%%

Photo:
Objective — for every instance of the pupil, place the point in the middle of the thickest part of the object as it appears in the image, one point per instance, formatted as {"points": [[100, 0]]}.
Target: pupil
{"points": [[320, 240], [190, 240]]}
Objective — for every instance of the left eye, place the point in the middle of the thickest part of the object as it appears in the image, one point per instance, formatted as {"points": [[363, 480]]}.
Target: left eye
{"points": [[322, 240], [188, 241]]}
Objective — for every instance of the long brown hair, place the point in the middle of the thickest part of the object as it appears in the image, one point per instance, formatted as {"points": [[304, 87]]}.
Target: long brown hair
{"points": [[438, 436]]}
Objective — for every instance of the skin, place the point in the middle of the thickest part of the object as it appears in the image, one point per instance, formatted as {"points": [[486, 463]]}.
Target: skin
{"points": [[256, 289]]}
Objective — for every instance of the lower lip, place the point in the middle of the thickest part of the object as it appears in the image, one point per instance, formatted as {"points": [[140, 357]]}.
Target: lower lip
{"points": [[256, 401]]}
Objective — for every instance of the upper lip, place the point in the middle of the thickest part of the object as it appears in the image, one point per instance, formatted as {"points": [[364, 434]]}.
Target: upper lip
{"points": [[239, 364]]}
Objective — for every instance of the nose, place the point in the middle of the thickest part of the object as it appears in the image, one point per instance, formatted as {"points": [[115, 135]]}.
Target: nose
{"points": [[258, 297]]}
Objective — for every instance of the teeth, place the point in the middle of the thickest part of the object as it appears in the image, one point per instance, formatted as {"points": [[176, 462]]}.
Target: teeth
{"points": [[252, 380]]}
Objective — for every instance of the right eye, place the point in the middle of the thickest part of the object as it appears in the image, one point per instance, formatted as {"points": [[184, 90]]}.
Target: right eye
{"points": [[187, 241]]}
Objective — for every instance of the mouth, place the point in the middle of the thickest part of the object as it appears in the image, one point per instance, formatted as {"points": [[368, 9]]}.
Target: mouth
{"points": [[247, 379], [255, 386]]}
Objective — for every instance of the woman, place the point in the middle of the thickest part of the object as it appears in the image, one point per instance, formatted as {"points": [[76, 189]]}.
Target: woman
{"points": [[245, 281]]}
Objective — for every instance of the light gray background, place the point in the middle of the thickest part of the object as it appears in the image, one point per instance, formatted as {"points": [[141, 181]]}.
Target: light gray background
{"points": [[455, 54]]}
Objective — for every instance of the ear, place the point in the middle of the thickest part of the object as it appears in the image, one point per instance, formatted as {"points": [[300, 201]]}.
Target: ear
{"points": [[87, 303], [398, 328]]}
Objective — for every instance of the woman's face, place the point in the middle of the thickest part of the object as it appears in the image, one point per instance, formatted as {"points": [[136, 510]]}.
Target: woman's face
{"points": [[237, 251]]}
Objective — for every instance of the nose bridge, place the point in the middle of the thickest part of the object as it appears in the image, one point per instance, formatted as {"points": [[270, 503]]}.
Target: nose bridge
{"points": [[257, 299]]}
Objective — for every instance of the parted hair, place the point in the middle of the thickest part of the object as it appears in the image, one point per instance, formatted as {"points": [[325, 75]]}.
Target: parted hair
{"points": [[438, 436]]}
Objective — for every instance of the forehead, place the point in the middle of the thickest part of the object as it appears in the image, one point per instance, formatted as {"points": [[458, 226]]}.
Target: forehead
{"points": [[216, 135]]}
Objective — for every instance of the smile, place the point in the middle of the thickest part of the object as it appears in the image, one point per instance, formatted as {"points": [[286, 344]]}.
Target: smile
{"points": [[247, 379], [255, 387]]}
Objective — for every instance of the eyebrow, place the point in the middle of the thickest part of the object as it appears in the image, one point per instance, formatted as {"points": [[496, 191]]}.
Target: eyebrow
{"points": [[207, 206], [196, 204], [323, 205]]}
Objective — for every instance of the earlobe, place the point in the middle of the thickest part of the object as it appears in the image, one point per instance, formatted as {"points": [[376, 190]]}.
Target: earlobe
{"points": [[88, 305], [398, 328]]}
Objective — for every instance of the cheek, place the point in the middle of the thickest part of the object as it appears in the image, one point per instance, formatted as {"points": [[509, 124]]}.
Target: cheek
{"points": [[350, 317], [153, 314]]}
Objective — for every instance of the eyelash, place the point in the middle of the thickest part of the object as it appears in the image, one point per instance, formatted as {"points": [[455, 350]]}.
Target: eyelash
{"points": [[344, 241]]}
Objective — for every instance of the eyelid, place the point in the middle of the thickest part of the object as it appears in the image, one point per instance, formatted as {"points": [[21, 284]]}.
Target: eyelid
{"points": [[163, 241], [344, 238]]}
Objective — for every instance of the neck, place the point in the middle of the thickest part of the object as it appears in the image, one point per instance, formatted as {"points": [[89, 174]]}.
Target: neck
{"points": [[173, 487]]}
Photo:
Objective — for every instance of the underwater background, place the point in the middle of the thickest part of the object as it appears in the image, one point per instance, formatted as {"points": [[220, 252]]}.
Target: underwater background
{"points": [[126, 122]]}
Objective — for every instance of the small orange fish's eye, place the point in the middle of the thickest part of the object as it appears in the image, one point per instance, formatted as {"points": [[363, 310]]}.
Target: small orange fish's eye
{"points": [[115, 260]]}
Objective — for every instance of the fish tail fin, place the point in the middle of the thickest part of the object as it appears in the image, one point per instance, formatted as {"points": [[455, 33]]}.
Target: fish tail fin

%%

▸ **The problem**
Set down the records once more, character for character.

▸ **Written response**
Photo:
Objective — for every instance of the pupil, place the point in the middle of the thickest part of the object as it appears in the image, one point per instance, formatted as {"points": [[100, 0]]}.
Target: pupil
{"points": [[320, 240], [190, 240]]}
Objective — for every instance of the left eye, place the point in the middle of the thickest part of the object as it appears in the image, one point per instance, formatted as {"points": [[363, 480]]}.
Target: left eye
{"points": [[322, 240], [188, 241]]}
Objective — for every instance of the long brown hair, place the point in the middle of the thickest part of the object as it appears in the image, one point per instance, formatted as {"points": [[304, 87]]}.
Target: long brown hair
{"points": [[438, 436]]}
Objective — for every instance of the skin, place the point in the middle of the thickest part of the object as it appears in the image, one point per instance, formatted as {"points": [[486, 463]]}.
Target: skin
{"points": [[256, 289]]}
Objective — for every instance of the lower lip, place the point in the middle of the thickest part of the object as it appears in the image, one point per instance, formatted as {"points": [[140, 357]]}.
Target: lower lip
{"points": [[256, 401]]}
Objective — for every instance of the upper lip, place the point in the middle of the thickest part of the object as it appears in the image, one point per instance, formatted as {"points": [[364, 434]]}.
Target: upper lip
{"points": [[239, 364]]}
Objective — for every instance of the nose, place the point in the middle of the thickest part of the object as it appears in the image, one point per instance, formatted as {"points": [[115, 135]]}.
Target: nose
{"points": [[258, 297]]}
Objective — for every instance of the teeth, place the point in the middle of the thickest part of the object as it appears in the image, one point per instance, formatted as {"points": [[176, 462]]}.
Target: teeth
{"points": [[252, 380]]}
Objective — for every instance of the right eye, place the point in the middle of the thickest part of the object as it appears in the image, one point per instance, formatted as {"points": [[184, 90]]}.
Target: right eye
{"points": [[187, 241]]}
Objective — for every instance of the mouth, place the point in the middle of the thickest part of the object as it appears in the image, one point per instance, formatted as {"points": [[368, 9]]}.
Target: mouth
{"points": [[247, 379], [255, 386]]}
Objective — for every instance of the woman, place the point in the middle of the thickest part of the object as it appears in the image, one point per instance, formatted as {"points": [[76, 189]]}.
Target: woman
{"points": [[245, 281]]}
Objective — for every instance of the light gray background, place the point in the middle of the thickest part of the object as it appears in the image, one point per instance, formatted as {"points": [[141, 181]]}.
Target: light gray background
{"points": [[455, 54]]}
Objective — for every instance of the ear, place the point in the middle of the thickest part of the object as it appears in the image, one point per instance, formatted as {"points": [[300, 201]]}.
Target: ear
{"points": [[87, 303], [398, 328]]}
Objective — for every instance of the woman's face, place the point in the middle of the thickest part of the object as it appears in the image, one point per instance, formatted as {"points": [[136, 510]]}.
Target: woman's face
{"points": [[237, 251]]}
Objective — for every instance of the nose bridge, place the point in the middle of the thickest part of the object as it appears in the image, one point per instance, formatted as {"points": [[270, 503]]}.
Target: nose bridge
{"points": [[257, 299]]}
Objective — for every instance of the parted hair, place the point in the middle of the thickest part of the object as it appears in the image, one point per instance, formatted as {"points": [[325, 75]]}.
Target: parted hair
{"points": [[438, 436]]}
Objective — for every instance of the forehead, place the point in the middle of the thickest part of the object as it appears in the image, one point per instance, formatted as {"points": [[458, 226]]}.
Target: forehead
{"points": [[216, 135]]}
Objective — for every instance of the smile, place the point in the middle of the thickest part of the object as it appears in the image, one point per instance, formatted as {"points": [[286, 344]]}.
Target: smile
{"points": [[247, 379], [255, 387]]}
Objective — for every instance of the eyebrow, place the point in the middle of the thickest part of the object as it appears in the image, one point per instance, formatted as {"points": [[496, 191]]}.
Target: eyebrow
{"points": [[207, 206], [196, 204], [323, 205]]}
Objective — for every instance of the earlobe, place the point in the middle of the thickest part of the object as it appears in the image, one point per instance, formatted as {"points": [[376, 190]]}.
Target: earlobe
{"points": [[88, 305], [398, 328]]}
Objective — for every instance of the cheek, place the point in the middle of the thickest part of the object as it appears in the image, one point per instance, formatted as {"points": [[509, 124]]}.
Target: cheek
{"points": [[350, 317], [153, 314]]}
Objective — for every instance of the eyelash, place the point in the middle of the thickest part of the object as it appears in the image, one point per instance, formatted as {"points": [[455, 350]]}.
Target: eyelash
{"points": [[344, 241]]}
Objective — for every instance of the eyelid, place the point in the middle of the thickest part of the object as it appears in the image, one point per instance, formatted as {"points": [[21, 284]]}.
Target: eyelid
{"points": [[163, 241], [344, 238]]}
Objective — for every instance of the neck, place the point in the middle of the thickest part of the object as it appears in the image, one point per instance, formatted as {"points": [[89, 174]]}.
Target: neck
{"points": [[173, 487]]}
Photo:
Objective — for every instance of the underwater background, place the point in the middle of the thickest part of the object as it appears in the image, one point per instance, formatted as {"points": [[220, 252]]}.
Target: underwater background
{"points": [[126, 122]]}
Objective — for every instance of the small orange fish's eye, place the point in the middle of the thickest part of the object as it appears in the image, one point per instance, formatted as {"points": [[363, 310]]}.
Target: small orange fish's eye
{"points": [[115, 260]]}
Objective — for every instance of the fish tail fin, place the point in the middle of the thickest part of the object as it appears in the image, one point per instance, formatted as {"points": [[455, 33]]}.
Target: fish tail fin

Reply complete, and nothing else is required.